WRITTEN EXERCISE 1
Count the lines of the records that contain the string "fire", treating case as significant, and give only that number.

READING TEXT
Hump day. Over half way through. All downhill from here. It was a weird day in that for a long time nothing happened. As my reindeer experience had been cancelled, I decided not to crowbar in another activity and just relax for a day. Which it turns out I really needed. Slumming about in my thermals occasionally taking bad pictures of the mountains from my window whenever the light changed. Then about 4pm I remembered the guesthouse had a laundry and that I’d worn pretty much everything I’d brought at least twice so I went down to talk to Klas in reception. I thought he’d give me a token but he just said I could leave it with him and he’d have the cleaner do it. Good job I didn’t leave any pants in there. God knows what kind of doll clothes I’ll get back.
More importantly he said there was a 90% chance of aurora tonight given how clear the skies had been all day. He had a space left on a photography tour and I couldn’t resist so after wrestling with a pair of size 46 snow boots I was meeting Jesus and four other intrepid photographers for a night out on the frozen lake. We had a quick lesson on settings in a porta-cabin where one Aussie made herself generally insufferable going on about infinity settings and how she didn’t think we’d be going by snowmobile, she thought she’d booked a minibus. She did not stop making a nuisance of herself all night but she drew some of the fire from me and my inability to mount the sleigh again. Not as bad as before, I just needed a hand up. So there’s the five of us in an open sleigh that felt like it was made from Lego, clutching our cameras and tripods and desperately trying not to lean in the curves and tipping the whole thing over. I did feel very anxious once we got onto the lake. Jesus said it was frozen at least a meter thick but that didn’t stop me from tip-toeing around for the first half hour.

We’d gone out to the middle of he lake, far enough not to be affected by the town lights, but not so far we couldn’t still see them. I took a few shots of the moon to get used to the camera and then Jesus pointed to the north and told us it was starting. I, in my naivete, was expecting the big green ribbons you see in the photos, so I was a bit disappointed when Jesus pointed to an only slightly less dark patch of big dark sky. I didn’t want to seem ungrateful so I pointed in its general direction and took a shot. The exposure was 15 seconds, and it took closer 20 for the image to show on the screen. I don’t recall the noise I made but it was somewhere between a squeal and a scream but there on the screen was a light green slice across the sky.

I hadn’t really understood that the camera could see more than my eyes and that I would have to do a certain amount on trust. I would just look at any slightly lighter patch and shoot. After a while we got better at spotting them and though they never showed green to the naked eye, we could see the shapes and their movement. After a while Jesus cracked open a thermos of lingon-berry and he regaled us with his best aurora shoots, including one amazing one just a week ago. The photo he showed us had the whole sky lit up. We did a bit more then we elected to move to a different site closer to the town for a different view, by which time most of us were either freezing or seizing up from standing still for so long.

SOURCE DATA

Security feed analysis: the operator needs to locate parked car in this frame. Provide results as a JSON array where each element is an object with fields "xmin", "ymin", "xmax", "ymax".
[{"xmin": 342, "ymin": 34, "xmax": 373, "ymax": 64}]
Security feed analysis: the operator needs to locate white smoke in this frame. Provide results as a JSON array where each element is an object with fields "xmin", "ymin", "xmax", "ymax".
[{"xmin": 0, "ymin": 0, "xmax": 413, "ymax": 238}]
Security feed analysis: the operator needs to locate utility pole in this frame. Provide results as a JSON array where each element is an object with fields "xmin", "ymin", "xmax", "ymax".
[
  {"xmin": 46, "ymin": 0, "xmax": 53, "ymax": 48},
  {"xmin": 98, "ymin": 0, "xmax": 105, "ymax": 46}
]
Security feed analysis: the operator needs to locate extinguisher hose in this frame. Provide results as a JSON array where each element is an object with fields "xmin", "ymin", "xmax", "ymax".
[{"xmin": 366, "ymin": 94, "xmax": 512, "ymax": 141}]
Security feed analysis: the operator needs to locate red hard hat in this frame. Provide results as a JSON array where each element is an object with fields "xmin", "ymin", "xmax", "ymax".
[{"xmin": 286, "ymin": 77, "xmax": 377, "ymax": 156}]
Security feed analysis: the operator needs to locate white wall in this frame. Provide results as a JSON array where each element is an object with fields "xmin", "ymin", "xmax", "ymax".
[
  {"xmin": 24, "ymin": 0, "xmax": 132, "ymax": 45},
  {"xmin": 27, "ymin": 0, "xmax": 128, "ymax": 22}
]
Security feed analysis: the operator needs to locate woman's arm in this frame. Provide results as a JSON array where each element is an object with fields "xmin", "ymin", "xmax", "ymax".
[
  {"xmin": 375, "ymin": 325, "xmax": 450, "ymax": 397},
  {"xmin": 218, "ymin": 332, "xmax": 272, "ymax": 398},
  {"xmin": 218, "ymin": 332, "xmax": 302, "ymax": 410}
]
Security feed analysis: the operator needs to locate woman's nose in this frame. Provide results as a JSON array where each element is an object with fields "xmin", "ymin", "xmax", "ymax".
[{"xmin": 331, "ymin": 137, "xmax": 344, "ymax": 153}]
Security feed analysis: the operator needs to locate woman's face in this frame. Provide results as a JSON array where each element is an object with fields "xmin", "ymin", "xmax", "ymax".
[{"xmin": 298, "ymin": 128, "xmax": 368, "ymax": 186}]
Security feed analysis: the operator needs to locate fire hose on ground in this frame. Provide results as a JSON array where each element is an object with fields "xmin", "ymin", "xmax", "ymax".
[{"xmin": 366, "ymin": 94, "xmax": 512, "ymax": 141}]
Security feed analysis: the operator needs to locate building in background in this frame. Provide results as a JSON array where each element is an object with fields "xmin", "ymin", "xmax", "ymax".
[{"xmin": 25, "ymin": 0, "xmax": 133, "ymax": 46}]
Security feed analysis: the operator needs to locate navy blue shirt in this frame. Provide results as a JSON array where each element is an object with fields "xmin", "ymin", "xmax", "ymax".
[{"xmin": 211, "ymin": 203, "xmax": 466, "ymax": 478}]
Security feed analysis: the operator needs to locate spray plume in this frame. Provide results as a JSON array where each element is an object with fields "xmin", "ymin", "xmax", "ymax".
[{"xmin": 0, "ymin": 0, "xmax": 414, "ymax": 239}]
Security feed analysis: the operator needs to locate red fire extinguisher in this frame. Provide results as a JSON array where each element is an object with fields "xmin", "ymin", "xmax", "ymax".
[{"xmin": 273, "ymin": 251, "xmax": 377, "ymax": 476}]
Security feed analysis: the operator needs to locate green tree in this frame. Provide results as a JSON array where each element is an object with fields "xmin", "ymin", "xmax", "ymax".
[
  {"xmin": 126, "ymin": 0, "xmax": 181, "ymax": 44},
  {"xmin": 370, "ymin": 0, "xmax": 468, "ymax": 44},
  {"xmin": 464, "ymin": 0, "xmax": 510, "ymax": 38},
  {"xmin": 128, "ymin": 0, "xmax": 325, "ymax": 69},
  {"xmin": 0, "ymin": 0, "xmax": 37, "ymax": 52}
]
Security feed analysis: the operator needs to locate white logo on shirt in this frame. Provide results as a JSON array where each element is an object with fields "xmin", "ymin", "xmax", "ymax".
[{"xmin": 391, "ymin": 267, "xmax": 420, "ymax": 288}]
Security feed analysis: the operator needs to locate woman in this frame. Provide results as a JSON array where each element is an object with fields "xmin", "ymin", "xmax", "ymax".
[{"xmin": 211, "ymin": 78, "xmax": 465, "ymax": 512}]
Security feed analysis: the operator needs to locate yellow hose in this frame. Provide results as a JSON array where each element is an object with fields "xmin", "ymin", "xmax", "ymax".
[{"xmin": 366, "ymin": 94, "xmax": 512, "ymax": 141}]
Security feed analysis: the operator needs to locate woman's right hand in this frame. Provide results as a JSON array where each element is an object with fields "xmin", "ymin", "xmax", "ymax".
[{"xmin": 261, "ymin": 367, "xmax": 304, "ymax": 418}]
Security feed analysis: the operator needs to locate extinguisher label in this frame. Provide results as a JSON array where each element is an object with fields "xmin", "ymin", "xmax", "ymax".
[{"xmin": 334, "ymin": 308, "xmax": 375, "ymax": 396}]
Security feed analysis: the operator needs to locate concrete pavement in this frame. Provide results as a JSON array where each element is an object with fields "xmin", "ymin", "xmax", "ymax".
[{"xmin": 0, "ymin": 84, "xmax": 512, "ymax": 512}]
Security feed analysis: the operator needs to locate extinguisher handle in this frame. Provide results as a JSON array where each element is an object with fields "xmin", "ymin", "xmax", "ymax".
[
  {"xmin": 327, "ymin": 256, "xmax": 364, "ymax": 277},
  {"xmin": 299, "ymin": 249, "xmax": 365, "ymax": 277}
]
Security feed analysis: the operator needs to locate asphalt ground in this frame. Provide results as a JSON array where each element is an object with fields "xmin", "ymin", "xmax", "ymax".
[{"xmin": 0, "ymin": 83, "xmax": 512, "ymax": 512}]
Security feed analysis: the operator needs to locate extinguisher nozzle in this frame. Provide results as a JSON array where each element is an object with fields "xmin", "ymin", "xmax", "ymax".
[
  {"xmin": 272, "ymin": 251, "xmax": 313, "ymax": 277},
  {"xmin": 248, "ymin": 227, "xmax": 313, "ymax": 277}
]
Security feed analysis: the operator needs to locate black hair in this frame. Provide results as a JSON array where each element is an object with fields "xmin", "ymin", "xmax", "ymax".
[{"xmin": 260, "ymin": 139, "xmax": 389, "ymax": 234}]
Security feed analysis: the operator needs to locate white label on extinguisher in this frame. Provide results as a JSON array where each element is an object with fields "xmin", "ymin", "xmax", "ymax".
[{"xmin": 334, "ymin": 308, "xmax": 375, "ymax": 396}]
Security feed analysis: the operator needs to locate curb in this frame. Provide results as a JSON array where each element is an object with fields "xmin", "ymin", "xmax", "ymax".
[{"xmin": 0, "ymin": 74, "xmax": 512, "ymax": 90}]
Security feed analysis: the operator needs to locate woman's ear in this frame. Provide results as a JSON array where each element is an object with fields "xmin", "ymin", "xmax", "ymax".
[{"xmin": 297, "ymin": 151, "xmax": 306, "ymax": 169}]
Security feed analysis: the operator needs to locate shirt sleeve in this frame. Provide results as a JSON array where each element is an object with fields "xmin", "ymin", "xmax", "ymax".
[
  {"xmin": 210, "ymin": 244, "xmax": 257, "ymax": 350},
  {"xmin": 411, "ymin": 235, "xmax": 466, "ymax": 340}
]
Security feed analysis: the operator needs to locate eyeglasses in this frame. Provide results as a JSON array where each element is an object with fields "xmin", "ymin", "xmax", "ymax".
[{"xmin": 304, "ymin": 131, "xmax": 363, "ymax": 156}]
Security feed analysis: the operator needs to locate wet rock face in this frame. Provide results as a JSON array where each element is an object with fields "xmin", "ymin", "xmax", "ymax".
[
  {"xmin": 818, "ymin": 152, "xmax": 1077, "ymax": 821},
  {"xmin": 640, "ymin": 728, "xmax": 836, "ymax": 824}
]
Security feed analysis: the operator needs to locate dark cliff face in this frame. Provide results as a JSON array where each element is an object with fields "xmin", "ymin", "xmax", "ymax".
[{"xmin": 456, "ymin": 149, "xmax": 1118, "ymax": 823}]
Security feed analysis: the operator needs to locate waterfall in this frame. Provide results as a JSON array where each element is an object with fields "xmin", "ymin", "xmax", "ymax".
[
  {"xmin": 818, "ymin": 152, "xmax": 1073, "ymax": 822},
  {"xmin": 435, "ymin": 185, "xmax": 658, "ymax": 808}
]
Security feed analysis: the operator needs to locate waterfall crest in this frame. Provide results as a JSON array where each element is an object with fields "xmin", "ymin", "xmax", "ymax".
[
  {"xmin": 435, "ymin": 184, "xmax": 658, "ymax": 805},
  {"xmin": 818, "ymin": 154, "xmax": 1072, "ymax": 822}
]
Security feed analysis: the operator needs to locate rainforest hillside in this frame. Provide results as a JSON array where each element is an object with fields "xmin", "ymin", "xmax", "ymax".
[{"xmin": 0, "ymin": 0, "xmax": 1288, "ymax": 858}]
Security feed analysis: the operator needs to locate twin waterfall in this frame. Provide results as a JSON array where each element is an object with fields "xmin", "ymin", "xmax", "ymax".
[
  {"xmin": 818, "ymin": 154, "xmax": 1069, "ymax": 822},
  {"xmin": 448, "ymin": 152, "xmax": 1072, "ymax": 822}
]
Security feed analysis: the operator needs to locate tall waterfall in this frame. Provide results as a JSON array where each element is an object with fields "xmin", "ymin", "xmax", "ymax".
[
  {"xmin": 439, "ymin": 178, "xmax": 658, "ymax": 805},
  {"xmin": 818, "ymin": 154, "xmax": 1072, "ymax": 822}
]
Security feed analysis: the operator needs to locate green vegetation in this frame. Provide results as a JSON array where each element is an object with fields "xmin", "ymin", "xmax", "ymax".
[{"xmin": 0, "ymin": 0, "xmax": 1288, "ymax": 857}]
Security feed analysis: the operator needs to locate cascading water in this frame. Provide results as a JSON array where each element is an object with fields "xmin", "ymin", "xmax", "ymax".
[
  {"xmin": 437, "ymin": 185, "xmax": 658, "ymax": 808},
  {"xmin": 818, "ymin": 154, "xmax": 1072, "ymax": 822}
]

WRITTEN EXERCISE 2
Reproduce word for word the passage of the aurora diary entry that opens with "Hump day. Over" and closes with "I’ll get back.".

WRITTEN REPLY 1
2

WRITTEN REPLY 2
Hump day. Over half way through. All downhill from here. It was a weird day in that for a long time nothing happened. As my reindeer experience had been cancelled, I decided not to crowbar in another activity and just relax for a day. Which it turns out I really needed. Slumming about in my thermals occasionally taking bad pictures of the mountains from my window whenever the light changed. Then about 4pm I remembered the guesthouse had a laundry and that I’d worn pretty much everything I’d brought at least twice so I went down to talk to Klas in reception. I thought he’d give me a token but he just said I could leave it with him and he’d have the cleaner do it. Good job I didn’t leave any pants in there. God knows what kind of doll clothes I’ll get back.